How to start a compost:
- A container/bin with a lid to keep the compost moist.
The bin should be big enough to allow you to ‘turn’ the compost with a shovel or pitchfork, as this promotes aeration and speeds composting.
We use an old city council bin dug into the ground. You can use most types of wood, just don’t use plywood as it will split into layers from the moisture.
- Browns – such as:
- dead leaves
- animal manure (no cat or dog manure)
- straw or hay
- branches (make sure larger pieces are chopped or shredded)
- dryer lint (make sure you check the packaging first to see if it is biodegradable)
- coffee filters
- Greens – such as:
- grass clippings
- vegetable waste
- fruit scraps
- coffee grounds
- egg shells
- weeds that haven’t seeded
Do not add meat scraps or bones.
- Water – make sure you keep your compost moist. It heaps speed up the composting decomposition process.

PROVIDED DATA:

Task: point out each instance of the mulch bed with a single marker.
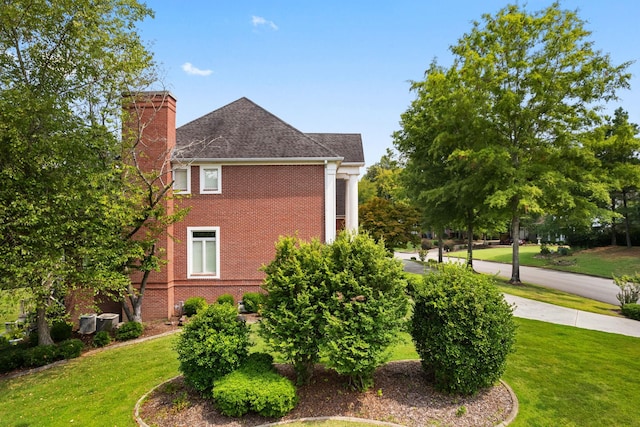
(401, 395)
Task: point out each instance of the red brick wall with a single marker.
(258, 204)
(151, 125)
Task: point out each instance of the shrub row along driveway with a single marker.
(535, 310)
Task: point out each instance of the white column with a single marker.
(330, 202)
(351, 203)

PROMPT A: In the listing, switch "white column" to "stone pillar" in the stretch from the line containing "Task: point out each instance of the shrub" through the end of the listing, and give back only those lines with everything else unchanged.
PROMPT B: Resume the guide to starting a compost, picking up after its final sentence.

FINAL RESULT A:
Task: point out each instance of the shrub row along driveway with a single marker.
(535, 310)
Task: point out each instance of the stone pillar with a single marker.
(330, 202)
(351, 203)

FINAL RESULT B:
- Helpful ‘compost activators’ are optional extras, but not 100% necessary.
- Composting worms – red worms work best
- Putting all your leaves and twigs through a shredder
Important information to know
You should have more browns than greens in your compost bin. If you find that your compost pile is not heating up, then you may need to add more green material to the compost. If you find that your compost pile is starting to smell, you may need to add more browns.
If you turn your pile frequently, you may produce compost in one month. If you turn your pile once in a while, you may produce compost in 3-6 months.